-------- Data supplied --------

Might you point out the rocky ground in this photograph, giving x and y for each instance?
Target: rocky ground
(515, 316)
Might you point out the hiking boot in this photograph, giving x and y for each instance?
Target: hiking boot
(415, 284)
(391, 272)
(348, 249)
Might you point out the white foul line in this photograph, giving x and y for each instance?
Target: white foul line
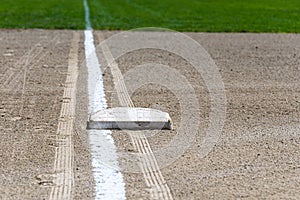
(109, 183)
(158, 187)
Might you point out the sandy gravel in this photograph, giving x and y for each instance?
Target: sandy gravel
(257, 154)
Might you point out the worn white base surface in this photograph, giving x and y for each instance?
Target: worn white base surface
(130, 118)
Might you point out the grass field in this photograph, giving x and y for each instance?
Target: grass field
(181, 15)
(49, 14)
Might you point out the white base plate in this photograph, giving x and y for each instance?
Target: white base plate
(130, 119)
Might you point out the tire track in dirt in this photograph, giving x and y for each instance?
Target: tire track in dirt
(63, 164)
(148, 164)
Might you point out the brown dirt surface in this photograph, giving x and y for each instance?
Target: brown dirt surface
(257, 154)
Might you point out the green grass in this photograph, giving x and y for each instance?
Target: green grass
(198, 15)
(49, 14)
(181, 15)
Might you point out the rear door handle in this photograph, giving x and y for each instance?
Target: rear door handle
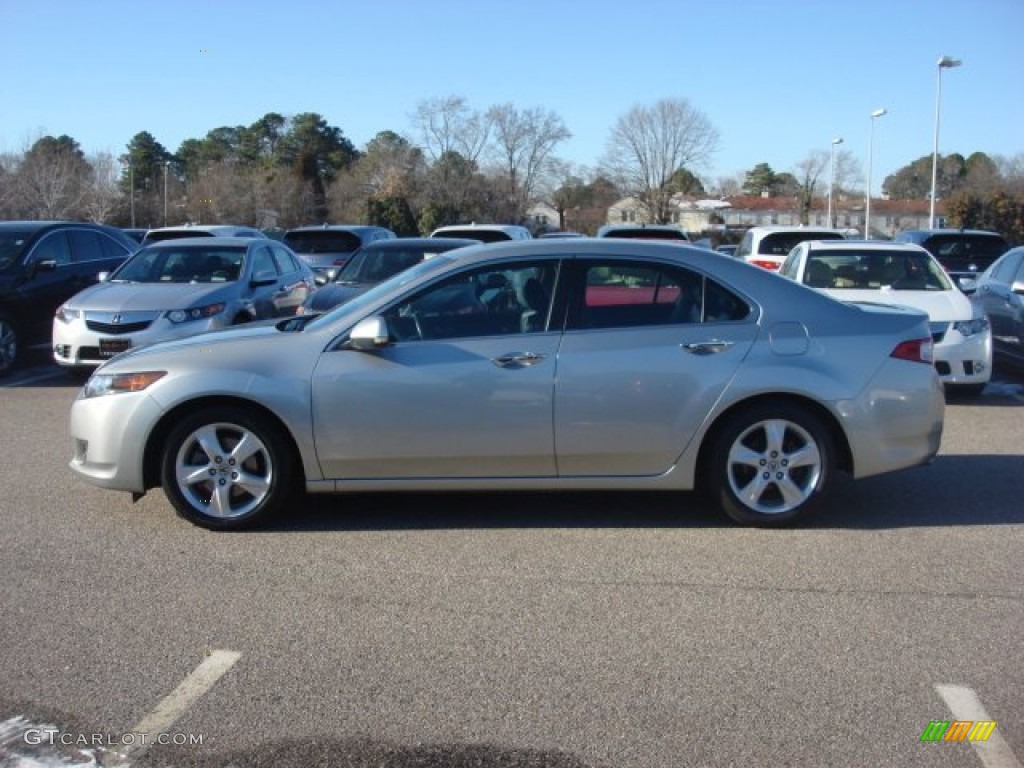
(518, 359)
(707, 347)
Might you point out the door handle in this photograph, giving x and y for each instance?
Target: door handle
(707, 347)
(518, 359)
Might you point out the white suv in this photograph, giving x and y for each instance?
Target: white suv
(768, 246)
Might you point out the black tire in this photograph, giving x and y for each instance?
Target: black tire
(9, 347)
(771, 465)
(965, 390)
(236, 487)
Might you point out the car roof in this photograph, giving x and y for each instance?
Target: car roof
(203, 243)
(338, 227)
(397, 244)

--------

Task brief:
Convert the material above into a numbered list with no blank lines, and leave the pictures out.

Expected output:
1. Might you point out the rocky ground in this photograph, giving x and y for each instance?
2. Target: rocky ground
3. (515, 316)
4. Might you point out the hiking boot in this photograph, giving x and y for each instance?
5. Target: hiking boot
6. (415, 284)
7. (391, 272)
8. (348, 249)
9. Might you point out the white foul line in this photograph, giving x and y for each instance?
10. Target: white foul line
11. (109, 183)
12. (158, 187)
13. Might you point out the sandy gravel in this photograph, giving x and y for each instance?
14. Target: sandy gravel
15. (257, 154)
16. Might you point out the worn white base surface in this photograph, giving x and y for each instance?
17. Target: worn white base surface
18. (130, 118)
19. Might you point out the grass field in this photograph, giving x and y for each instance?
20. Target: grass field
21. (181, 15)
22. (49, 14)
23. Might you point out the white base plate in this photograph, giving x and y for each instance?
24. Target: white base plate
25. (130, 119)
26. Might you point out the tire track in dirt in this photograph, giving x and y for each instance?
27. Target: tire track in dirt
28. (63, 164)
29. (148, 164)
30. Might you point out the brown dirt surface in this photograph, giving x and y for each instance?
31. Target: brown dirt surface
32. (257, 154)
33. Might you point out the green grass in this photograph, giving x and y for each instance?
34. Target: green grass
35. (198, 15)
36. (49, 14)
37. (181, 15)
38. Might you point out the rear door handle in this photograph, giving x and y for each instance?
39. Target: rear door handle
40. (518, 359)
41. (707, 347)
42. Might you point out the door handle in this photograph, giving x and y for each instance?
43. Target: door handle
44. (707, 347)
45. (518, 359)
46. Might you point out the white suv in this photograph, giving x and y for each instance?
47. Target: white suv
48. (768, 246)
49. Might you point out the black tire in this photograph, giving x and y for each instance?
50. Target: black tire
51. (9, 347)
52. (771, 465)
53. (965, 390)
54. (236, 487)
55. Might you point out the car roof in this photograph, giving x and y for each instance?
56. Target: car roof
57. (203, 243)
58. (338, 227)
59. (397, 244)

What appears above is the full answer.